(Recorded data)
· · · · · · ·
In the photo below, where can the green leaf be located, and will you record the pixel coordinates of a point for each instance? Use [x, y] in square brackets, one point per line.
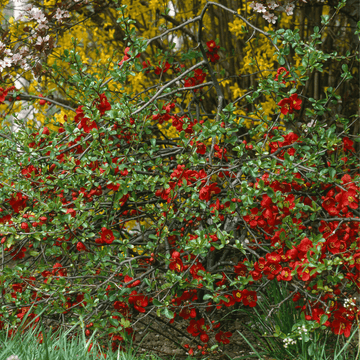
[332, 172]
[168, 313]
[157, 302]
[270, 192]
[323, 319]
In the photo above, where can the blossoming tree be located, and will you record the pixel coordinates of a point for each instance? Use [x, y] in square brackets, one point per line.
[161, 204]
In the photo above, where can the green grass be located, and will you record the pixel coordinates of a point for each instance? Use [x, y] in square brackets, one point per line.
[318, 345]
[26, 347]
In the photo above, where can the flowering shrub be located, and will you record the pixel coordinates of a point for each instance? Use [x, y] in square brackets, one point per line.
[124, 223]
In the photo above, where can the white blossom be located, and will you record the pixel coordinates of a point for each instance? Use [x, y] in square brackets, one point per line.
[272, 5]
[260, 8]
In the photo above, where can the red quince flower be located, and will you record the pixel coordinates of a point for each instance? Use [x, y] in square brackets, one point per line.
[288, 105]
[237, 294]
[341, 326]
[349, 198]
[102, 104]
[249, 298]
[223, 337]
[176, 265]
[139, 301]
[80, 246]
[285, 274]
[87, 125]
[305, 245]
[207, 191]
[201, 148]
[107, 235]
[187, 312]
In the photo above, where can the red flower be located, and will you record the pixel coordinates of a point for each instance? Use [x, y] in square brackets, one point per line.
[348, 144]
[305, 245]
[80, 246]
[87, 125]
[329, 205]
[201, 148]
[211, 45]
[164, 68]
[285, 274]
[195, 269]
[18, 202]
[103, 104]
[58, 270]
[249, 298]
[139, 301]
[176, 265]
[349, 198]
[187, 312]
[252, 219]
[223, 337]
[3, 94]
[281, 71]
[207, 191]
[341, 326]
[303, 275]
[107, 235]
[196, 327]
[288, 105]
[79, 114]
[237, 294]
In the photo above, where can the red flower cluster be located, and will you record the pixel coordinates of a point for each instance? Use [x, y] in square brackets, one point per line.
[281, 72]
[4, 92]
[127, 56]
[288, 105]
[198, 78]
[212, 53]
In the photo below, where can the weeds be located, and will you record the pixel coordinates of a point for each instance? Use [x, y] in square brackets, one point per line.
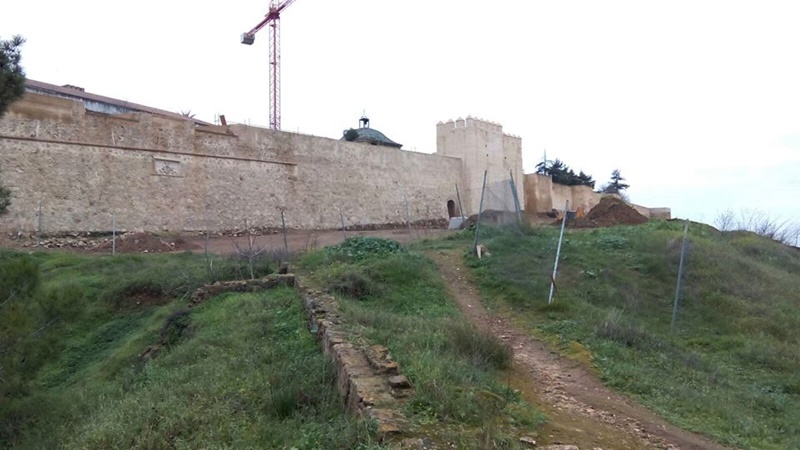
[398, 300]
· · · · · · ·
**Exercise brief**
The records above, minus their pictures, are to be returned verbatim.

**Task solution**
In the photo below, where can the green leaf be located, and will you record the pixel coordinates of a point for each instance? Use [x, y] in square brackets, one point per line.
[332, 172]
[168, 313]
[157, 302]
[270, 192]
[323, 319]
In the photo above, where can the blossoming tree be located, and will you record the pixel coordinates of a point for each instance? Use [x, y] in square brackets, one point per line.
[161, 204]
In the photo above, where can the green grass be located, and will you record the pixel coordinates of a point for each instance? Use [x, y] in square brackets, one point per line.
[318, 345]
[26, 347]
In the photo above, where can the flowering shrub be located, and will you record the pixel coordinates of a point for each instance? Use [x, y] in square brackets, one point per line.
[124, 223]
In the photo above, where can the white blossom be located, and will you record the pixel coordinates of a point for each instance? Use [x, y] in square brackets, one point per line.
[272, 5]
[260, 8]
In the photo above, where can the red quince flower be located, and will you record the pixel coordinates of a point for each instance? Use [x, y] in square brackets, one point per line.
[288, 105]
[237, 294]
[341, 326]
[349, 198]
[102, 104]
[249, 298]
[223, 337]
[176, 265]
[139, 301]
[80, 246]
[285, 274]
[87, 125]
[305, 245]
[207, 191]
[201, 148]
[107, 235]
[187, 312]
In the photo above, where can the red flower be located, and will you record the pixel coordinates of a point for each instance? Use [x, y] in square brackets, one point per line.
[348, 144]
[305, 245]
[80, 246]
[87, 125]
[329, 205]
[201, 148]
[211, 45]
[164, 68]
[285, 274]
[195, 269]
[18, 202]
[103, 104]
[58, 270]
[249, 298]
[139, 301]
[176, 265]
[349, 198]
[187, 312]
[252, 219]
[223, 337]
[3, 94]
[281, 71]
[207, 191]
[341, 326]
[303, 275]
[107, 235]
[196, 327]
[288, 105]
[79, 114]
[237, 294]
In the photo above, where can the red flower cluster be located, and will you record the pixel coordinates of a point for each instance? Use [x, y] in square brackets, one point per line.
[281, 72]
[4, 92]
[127, 56]
[288, 105]
[198, 78]
[212, 53]
In the photo below, where can the weeds be located, and will you record the pixel coordinates of a point for each instance? Use [x, y] in square brackets, one point per line.
[398, 300]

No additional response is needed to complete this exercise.